Start of Data supplied

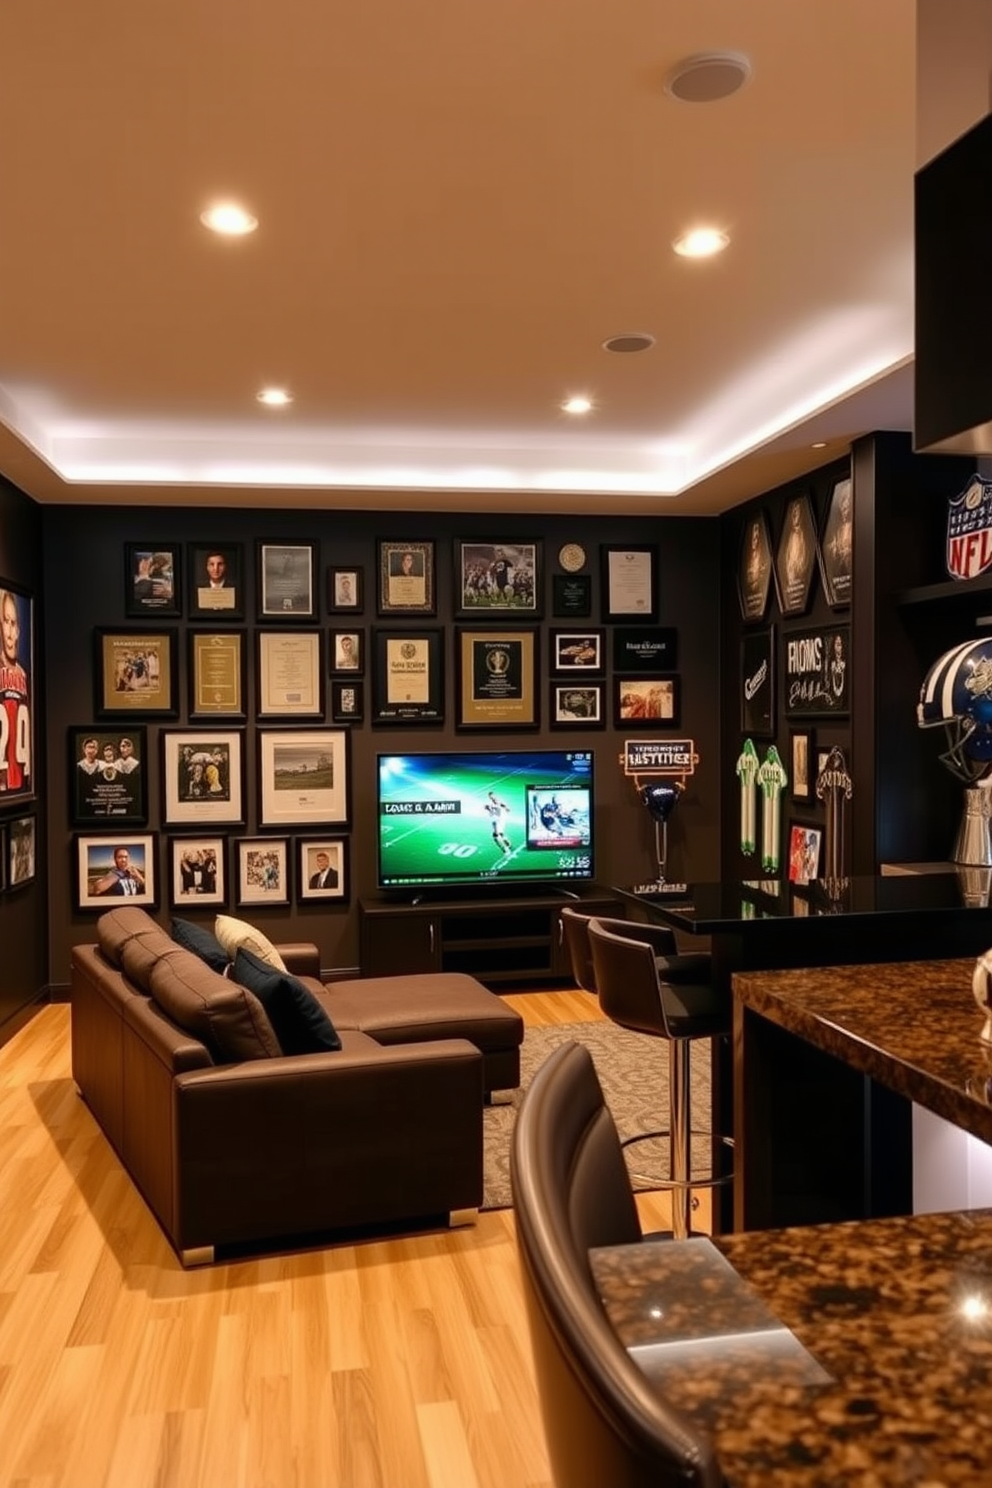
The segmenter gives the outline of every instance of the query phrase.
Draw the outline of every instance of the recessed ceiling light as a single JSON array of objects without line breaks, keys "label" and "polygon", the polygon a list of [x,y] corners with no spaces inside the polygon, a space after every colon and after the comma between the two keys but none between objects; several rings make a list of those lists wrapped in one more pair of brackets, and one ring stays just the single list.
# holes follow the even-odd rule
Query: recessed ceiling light
[{"label": "recessed ceiling light", "polygon": [[676,63],[665,79],[665,92],[680,103],[717,103],[729,98],[751,76],[743,52],[697,52]]},{"label": "recessed ceiling light", "polygon": [[810,449],[826,449],[826,447],[827,441],[825,439],[814,440],[814,442],[810,445]]},{"label": "recessed ceiling light", "polygon": [[588,413],[592,408],[592,399],[577,395],[574,398],[566,398],[561,406],[565,413]]},{"label": "recessed ceiling light", "polygon": [[222,233],[226,238],[243,238],[246,233],[253,233],[258,226],[258,218],[246,212],[244,207],[239,207],[236,202],[217,202],[215,206],[200,213],[200,221],[211,232]]},{"label": "recessed ceiling light", "polygon": [[285,388],[263,388],[255,396],[259,403],[265,404],[266,408],[285,408],[288,403],[292,403],[293,401],[292,393],[287,392]]},{"label": "recessed ceiling light", "polygon": [[649,351],[654,337],[647,331],[623,331],[619,336],[608,336],[603,342],[604,351]]},{"label": "recessed ceiling light", "polygon": [[712,258],[714,253],[722,253],[729,242],[727,234],[718,227],[694,227],[676,238],[672,247],[682,258]]}]

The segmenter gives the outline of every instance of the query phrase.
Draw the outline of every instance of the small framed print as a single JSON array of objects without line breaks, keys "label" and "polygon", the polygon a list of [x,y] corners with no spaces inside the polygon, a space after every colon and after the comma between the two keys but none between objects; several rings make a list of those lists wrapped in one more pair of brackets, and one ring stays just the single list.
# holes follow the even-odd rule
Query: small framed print
[{"label": "small framed print", "polygon": [[789,882],[811,884],[820,876],[820,846],[823,832],[820,827],[803,822],[789,824]]},{"label": "small framed print", "polygon": [[813,734],[809,729],[793,729],[790,735],[792,751],[792,798],[794,801],[809,801],[813,796],[814,762]]},{"label": "small framed print", "polygon": [[782,638],[787,718],[846,716],[850,711],[851,627],[790,631]]},{"label": "small framed print", "polygon": [[678,728],[678,677],[617,677],[613,687],[617,728]]},{"label": "small framed print", "polygon": [[328,662],[334,675],[360,677],[365,671],[365,632],[332,630]]},{"label": "small framed print", "polygon": [[372,722],[444,722],[444,632],[372,632]]},{"label": "small framed print", "polygon": [[502,612],[521,620],[541,613],[539,542],[456,542],[455,613]]},{"label": "small framed print", "polygon": [[180,550],[174,544],[124,544],[124,613],[134,620],[182,614]]},{"label": "small framed print", "polygon": [[312,543],[258,544],[260,620],[314,619]]},{"label": "small framed print", "polygon": [[551,684],[552,728],[603,728],[602,682],[553,682]]},{"label": "small framed print", "polygon": [[839,480],[830,496],[820,543],[820,578],[832,610],[851,603],[854,556],[854,492],[850,477]]},{"label": "small framed print", "polygon": [[589,574],[552,574],[551,608],[556,620],[588,620],[592,614]]},{"label": "small framed print", "polygon": [[551,632],[551,670],[563,676],[574,672],[593,673],[603,670],[603,632],[601,630],[553,630]]},{"label": "small framed print", "polygon": [[119,899],[155,905],[155,837],[120,832],[76,838],[76,908],[109,909]]},{"label": "small framed print", "polygon": [[604,544],[603,622],[634,625],[657,620],[657,551],[651,545],[614,547]]},{"label": "small framed print", "polygon": [[296,902],[311,904],[321,899],[345,903],[350,896],[348,882],[348,839],[346,837],[298,837],[299,858],[296,865]]},{"label": "small framed print", "polygon": [[191,543],[189,616],[191,620],[242,620],[244,547],[241,543]]},{"label": "small framed print", "polygon": [[816,571],[816,524],[809,497],[793,496],[785,508],[775,557],[778,606],[783,615],[802,615],[809,604]]},{"label": "small framed print", "polygon": [[238,904],[289,903],[289,843],[285,837],[237,837]]},{"label": "small framed print", "polygon": [[613,632],[615,672],[674,672],[679,633],[669,625],[618,626]]},{"label": "small framed print", "polygon": [[324,717],[323,636],[319,630],[260,630],[259,718]]},{"label": "small framed print", "polygon": [[456,631],[459,729],[537,728],[537,631]]},{"label": "small framed print", "polygon": [[263,731],[258,749],[261,826],[347,825],[347,729]]},{"label": "small framed print", "polygon": [[173,837],[169,842],[169,902],[173,909],[227,903],[227,839]]},{"label": "small framed print", "polygon": [[36,818],[16,816],[7,823],[7,887],[22,888],[37,870]]},{"label": "small framed print", "polygon": [[30,801],[35,790],[34,600],[0,580],[0,801]]},{"label": "small framed print", "polygon": [[360,568],[327,570],[327,610],[331,615],[360,615],[365,608]]},{"label": "small framed print", "polygon": [[755,630],[741,642],[741,730],[767,739],[775,732],[775,631]]},{"label": "small framed print", "polygon": [[97,630],[97,716],[174,717],[178,649],[175,630]]},{"label": "small framed print", "polygon": [[70,728],[69,811],[89,822],[141,825],[148,820],[148,744],[142,725]]},{"label": "small framed print", "polygon": [[191,630],[190,718],[243,717],[245,670],[243,630]]},{"label": "small framed print", "polygon": [[365,685],[362,682],[331,683],[331,717],[335,723],[361,723]]},{"label": "small framed print", "polygon": [[380,539],[378,557],[379,614],[433,615],[433,542]]},{"label": "small framed print", "polygon": [[741,533],[737,593],[744,620],[763,620],[772,585],[772,540],[768,516],[752,512]]},{"label": "small framed print", "polygon": [[162,820],[237,826],[245,819],[240,729],[162,734]]}]

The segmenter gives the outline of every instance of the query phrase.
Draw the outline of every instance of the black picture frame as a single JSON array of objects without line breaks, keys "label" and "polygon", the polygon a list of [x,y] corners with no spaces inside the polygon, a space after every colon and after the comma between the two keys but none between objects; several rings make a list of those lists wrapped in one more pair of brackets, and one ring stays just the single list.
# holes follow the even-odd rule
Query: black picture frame
[{"label": "black picture frame", "polygon": [[850,476],[836,481],[830,493],[819,554],[827,604],[832,610],[847,609],[854,585],[854,485]]},{"label": "black picture frame", "polygon": [[[34,597],[18,584],[0,579],[0,665],[4,672],[0,736],[0,804],[33,801],[36,786]],[[4,637],[12,637],[8,654]]]},{"label": "black picture frame", "polygon": [[682,717],[682,679],[677,673],[616,677],[613,724],[622,729],[676,729]]},{"label": "black picture frame", "polygon": [[245,731],[162,729],[162,821],[169,827],[216,831],[245,820]]},{"label": "black picture frame", "polygon": [[143,724],[74,724],[68,731],[69,817],[76,826],[148,820],[148,731]]},{"label": "black picture frame", "polygon": [[454,545],[455,615],[477,624],[536,620],[542,612],[540,538],[459,538]]},{"label": "black picture frame", "polygon": [[327,669],[332,677],[364,677],[365,631],[360,626],[328,632]]},{"label": "black picture frame", "polygon": [[181,913],[227,904],[227,838],[170,837],[166,844],[169,906]]},{"label": "black picture frame", "polygon": [[457,729],[540,727],[537,638],[536,626],[456,628]]},{"label": "black picture frame", "polygon": [[679,633],[672,625],[619,625],[613,631],[613,670],[636,676],[639,672],[675,672],[679,665]]},{"label": "black picture frame", "polygon": [[236,837],[233,871],[239,909],[285,908],[292,902],[288,837]]},{"label": "black picture frame", "polygon": [[259,629],[255,632],[255,711],[260,720],[324,718],[324,633]]},{"label": "black picture frame", "polygon": [[595,626],[551,630],[549,670],[553,677],[594,677],[606,669],[605,633]]},{"label": "black picture frame", "polygon": [[[351,898],[351,868],[348,861],[347,837],[296,838],[297,904],[347,904]],[[325,872],[320,855],[328,859],[330,877],[323,884]],[[333,881],[332,881],[333,880]]]},{"label": "black picture frame", "polygon": [[803,491],[786,503],[775,554],[775,588],[783,615],[804,615],[809,608],[818,554],[813,503]]},{"label": "black picture frame", "polygon": [[792,729],[789,733],[789,780],[794,801],[811,801],[816,784],[813,730]]},{"label": "black picture frame", "polygon": [[810,626],[782,637],[786,718],[846,718],[851,711],[851,627]]},{"label": "black picture frame", "polygon": [[187,676],[190,720],[244,718],[247,712],[247,633],[189,630]]},{"label": "black picture frame", "polygon": [[444,722],[444,631],[427,626],[372,631],[374,724]]},{"label": "black picture frame", "polygon": [[556,620],[588,620],[592,614],[592,576],[552,574],[551,612]]},{"label": "black picture frame", "polygon": [[786,874],[790,884],[806,888],[820,876],[823,828],[817,822],[790,821]]},{"label": "black picture frame", "polygon": [[327,613],[361,615],[364,609],[364,571],[355,563],[332,565],[327,570]]},{"label": "black picture frame", "polygon": [[760,623],[768,613],[773,568],[768,513],[761,508],[751,512],[741,529],[737,595],[745,624]]},{"label": "black picture frame", "polygon": [[315,620],[315,544],[259,538],[255,555],[259,620]]},{"label": "black picture frame", "polygon": [[331,683],[331,718],[335,723],[361,723],[365,714],[365,683]]},{"label": "black picture frame", "polygon": [[603,543],[604,625],[644,625],[658,618],[658,550],[654,543]]},{"label": "black picture frame", "polygon": [[183,554],[171,542],[124,544],[124,613],[131,620],[176,619],[182,612]]},{"label": "black picture frame", "polygon": [[93,675],[97,718],[175,718],[179,632],[98,627]]},{"label": "black picture frame", "polygon": [[437,613],[433,541],[380,538],[376,554],[380,616]]},{"label": "black picture frame", "polygon": [[186,550],[190,620],[243,620],[245,554],[239,542],[189,543]]},{"label": "black picture frame", "polygon": [[[133,832],[127,827],[114,833],[77,833],[73,839],[76,909],[102,911],[117,904],[155,909],[158,905],[156,845],[154,832]],[[126,862],[118,860],[118,849],[126,849]],[[116,874],[117,883],[111,881],[115,868],[120,870]],[[133,874],[129,872],[132,869]],[[134,893],[125,893],[123,887],[118,887],[125,880],[134,885]],[[108,886],[98,887],[101,884]]]},{"label": "black picture frame", "polygon": [[775,733],[775,629],[753,630],[741,641],[741,729],[755,739]]},{"label": "black picture frame", "polygon": [[346,827],[351,816],[351,732],[260,729],[258,825]]},{"label": "black picture frame", "polygon": [[553,729],[601,729],[606,727],[606,683],[585,677],[567,682],[552,681],[548,697],[548,724]]},{"label": "black picture frame", "polygon": [[15,816],[7,823],[7,882],[9,890],[33,883],[38,872],[38,818]]}]

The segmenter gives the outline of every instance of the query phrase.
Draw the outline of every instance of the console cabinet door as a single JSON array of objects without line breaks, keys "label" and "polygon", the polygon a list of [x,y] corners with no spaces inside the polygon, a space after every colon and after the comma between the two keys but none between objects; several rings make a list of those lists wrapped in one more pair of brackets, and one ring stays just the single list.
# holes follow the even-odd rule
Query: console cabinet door
[{"label": "console cabinet door", "polygon": [[364,914],[361,929],[362,975],[411,976],[440,971],[441,933],[436,915],[411,913]]}]

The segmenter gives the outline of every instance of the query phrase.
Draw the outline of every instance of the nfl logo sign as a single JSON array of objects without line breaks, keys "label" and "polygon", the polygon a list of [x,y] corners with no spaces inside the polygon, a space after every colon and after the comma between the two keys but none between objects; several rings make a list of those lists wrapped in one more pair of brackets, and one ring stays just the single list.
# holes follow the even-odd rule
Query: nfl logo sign
[{"label": "nfl logo sign", "polygon": [[992,481],[976,471],[947,504],[947,572],[973,579],[992,568]]}]

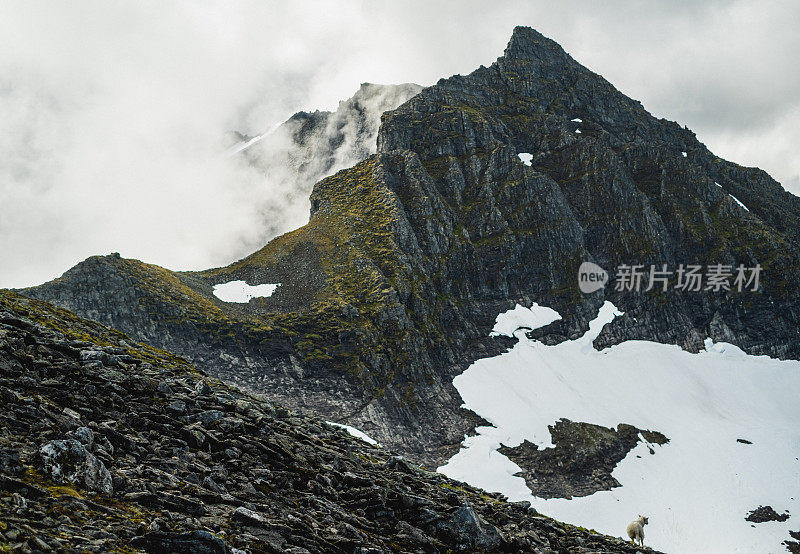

End of Data supplied

- Exercise details
Please retype only the lines from the line that holds "Draw the outline of every instance of the nfl" through the end of the records, exactly as they stand, and drop every picture.

- Written response
Draw the outline of every instance of the nfl logo sign as a single JSON array of objects without line breaks, keys "label" and "polygon", the polygon a list of [x,y] corners with no spaces inside the polygon, a space after every colon and after the comma between the two keys but none between objects; several rings make a list of those lists wrapped in one more pair of brackets, and one ring stays just the single list.
# holes follow the even-odd rule
Query: nfl logo sign
[{"label": "nfl logo sign", "polygon": [[992,481],[976,471],[947,504],[947,572],[973,579],[992,568]]}]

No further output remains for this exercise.